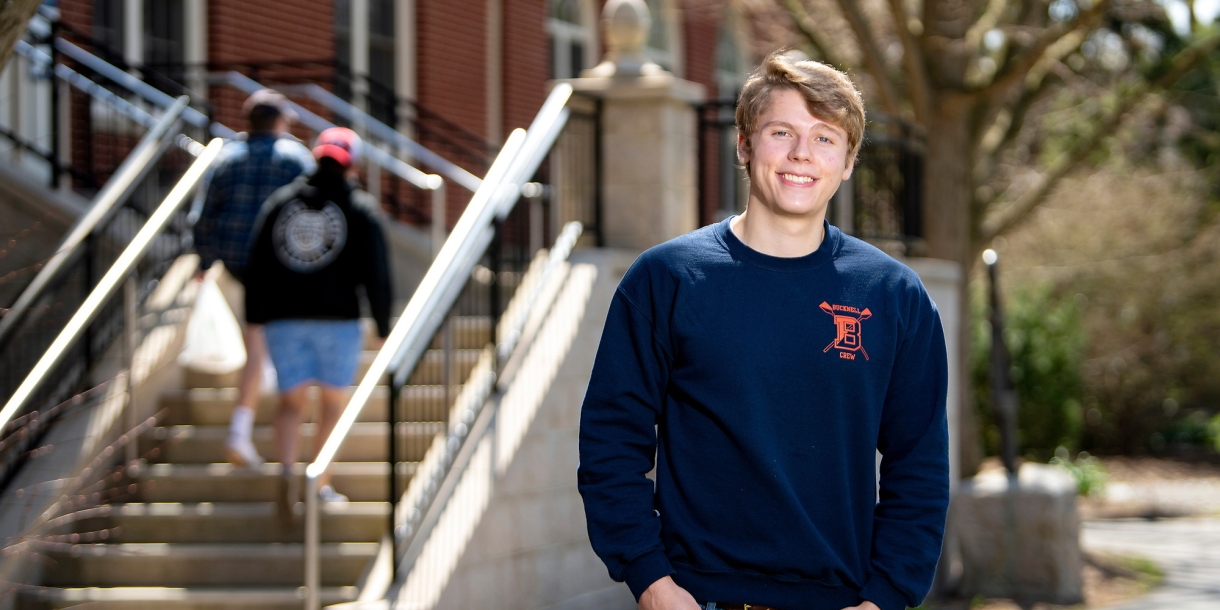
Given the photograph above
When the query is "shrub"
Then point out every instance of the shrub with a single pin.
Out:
(1087, 470)
(1046, 340)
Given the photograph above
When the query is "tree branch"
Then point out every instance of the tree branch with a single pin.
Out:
(987, 21)
(913, 60)
(1035, 195)
(872, 61)
(1047, 42)
(800, 18)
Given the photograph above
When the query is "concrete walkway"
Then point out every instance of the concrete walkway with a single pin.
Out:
(1187, 550)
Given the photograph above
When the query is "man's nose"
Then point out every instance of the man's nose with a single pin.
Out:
(800, 149)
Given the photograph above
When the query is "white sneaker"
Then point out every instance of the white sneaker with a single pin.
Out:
(242, 453)
(327, 494)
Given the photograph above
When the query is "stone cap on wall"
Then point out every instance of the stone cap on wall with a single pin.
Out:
(642, 87)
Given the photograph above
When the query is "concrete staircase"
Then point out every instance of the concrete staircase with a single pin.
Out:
(192, 532)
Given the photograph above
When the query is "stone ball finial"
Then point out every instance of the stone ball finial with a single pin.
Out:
(625, 25)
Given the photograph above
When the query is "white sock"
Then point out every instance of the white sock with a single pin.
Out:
(242, 422)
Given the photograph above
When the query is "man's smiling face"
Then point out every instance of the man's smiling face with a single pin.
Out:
(797, 160)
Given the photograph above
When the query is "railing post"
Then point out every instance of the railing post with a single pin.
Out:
(438, 218)
(494, 286)
(129, 342)
(312, 571)
(598, 216)
(55, 106)
(394, 393)
(90, 253)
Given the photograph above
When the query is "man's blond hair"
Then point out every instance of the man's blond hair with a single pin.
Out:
(828, 94)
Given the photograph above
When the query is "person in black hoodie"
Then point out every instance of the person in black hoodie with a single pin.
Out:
(316, 243)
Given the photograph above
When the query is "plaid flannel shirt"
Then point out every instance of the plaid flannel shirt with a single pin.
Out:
(248, 172)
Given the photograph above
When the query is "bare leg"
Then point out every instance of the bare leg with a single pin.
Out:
(240, 449)
(288, 422)
(333, 401)
(251, 373)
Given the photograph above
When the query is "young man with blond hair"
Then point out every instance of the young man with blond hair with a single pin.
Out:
(759, 365)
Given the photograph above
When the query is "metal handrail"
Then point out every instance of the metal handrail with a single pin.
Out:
(128, 82)
(109, 283)
(132, 171)
(90, 88)
(356, 116)
(500, 188)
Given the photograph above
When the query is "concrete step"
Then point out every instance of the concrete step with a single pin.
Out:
(223, 482)
(201, 565)
(466, 332)
(173, 598)
(212, 406)
(221, 522)
(205, 444)
(427, 371)
(430, 369)
(201, 380)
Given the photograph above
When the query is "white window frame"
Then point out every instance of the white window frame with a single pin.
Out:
(666, 12)
(564, 33)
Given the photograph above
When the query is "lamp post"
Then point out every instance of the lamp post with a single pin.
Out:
(1002, 392)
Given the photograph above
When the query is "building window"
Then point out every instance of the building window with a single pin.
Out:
(731, 72)
(343, 49)
(570, 38)
(107, 29)
(661, 48)
(165, 39)
(382, 95)
(372, 65)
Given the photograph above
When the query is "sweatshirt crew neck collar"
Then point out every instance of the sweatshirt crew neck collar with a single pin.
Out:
(825, 251)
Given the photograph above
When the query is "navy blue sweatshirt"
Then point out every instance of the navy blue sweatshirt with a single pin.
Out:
(764, 387)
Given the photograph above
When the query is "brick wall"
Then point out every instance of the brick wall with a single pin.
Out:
(526, 57)
(262, 32)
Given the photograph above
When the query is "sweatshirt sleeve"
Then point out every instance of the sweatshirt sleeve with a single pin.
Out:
(617, 445)
(377, 283)
(908, 522)
(258, 299)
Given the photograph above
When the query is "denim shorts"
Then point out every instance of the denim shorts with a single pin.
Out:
(325, 350)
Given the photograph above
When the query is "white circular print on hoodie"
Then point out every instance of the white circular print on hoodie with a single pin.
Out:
(306, 239)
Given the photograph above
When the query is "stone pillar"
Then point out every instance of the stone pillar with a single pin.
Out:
(1018, 537)
(649, 140)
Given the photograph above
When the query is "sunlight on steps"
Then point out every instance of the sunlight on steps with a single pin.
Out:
(556, 328)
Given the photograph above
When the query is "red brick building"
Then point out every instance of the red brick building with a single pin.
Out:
(456, 75)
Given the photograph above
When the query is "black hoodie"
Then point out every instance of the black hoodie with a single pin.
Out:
(315, 240)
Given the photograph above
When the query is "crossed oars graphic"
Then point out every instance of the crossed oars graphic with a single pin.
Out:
(864, 315)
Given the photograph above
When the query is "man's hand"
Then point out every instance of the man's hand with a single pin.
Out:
(665, 594)
(864, 605)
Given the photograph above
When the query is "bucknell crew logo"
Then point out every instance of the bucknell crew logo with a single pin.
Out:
(847, 330)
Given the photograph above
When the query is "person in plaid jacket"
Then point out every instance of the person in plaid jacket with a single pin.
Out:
(249, 171)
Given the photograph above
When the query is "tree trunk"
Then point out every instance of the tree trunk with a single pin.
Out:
(15, 16)
(947, 209)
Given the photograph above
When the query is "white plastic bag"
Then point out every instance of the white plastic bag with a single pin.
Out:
(214, 338)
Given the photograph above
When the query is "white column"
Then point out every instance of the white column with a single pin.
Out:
(360, 54)
(195, 16)
(133, 32)
(494, 55)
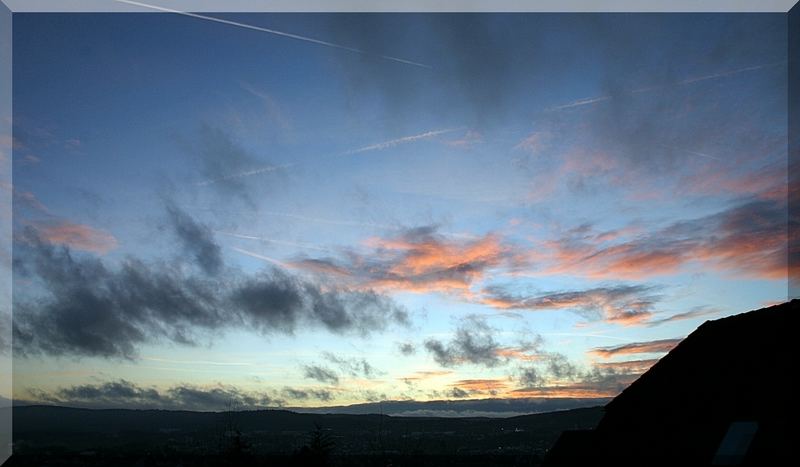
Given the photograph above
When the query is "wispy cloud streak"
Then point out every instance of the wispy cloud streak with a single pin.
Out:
(697, 79)
(398, 141)
(275, 32)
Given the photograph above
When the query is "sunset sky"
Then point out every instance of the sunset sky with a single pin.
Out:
(327, 209)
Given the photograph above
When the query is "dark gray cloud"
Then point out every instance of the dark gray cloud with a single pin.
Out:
(420, 259)
(305, 394)
(196, 239)
(321, 374)
(473, 343)
(226, 166)
(530, 377)
(407, 348)
(125, 394)
(355, 367)
(89, 309)
(555, 374)
(277, 301)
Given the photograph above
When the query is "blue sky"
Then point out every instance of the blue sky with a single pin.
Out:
(247, 216)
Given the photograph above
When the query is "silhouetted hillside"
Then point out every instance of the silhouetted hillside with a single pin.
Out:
(722, 395)
(67, 436)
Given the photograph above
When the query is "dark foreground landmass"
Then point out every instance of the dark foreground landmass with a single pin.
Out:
(60, 436)
(721, 397)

Job: From the listing above, select every line that contains the word "window" and copy each one unchanged.

Complete answer:
When the query is "white window frame"
Then point out every instance of the white window frame with a single pin.
When the query is "building window"
Then point out every instance of the building window with a single pin.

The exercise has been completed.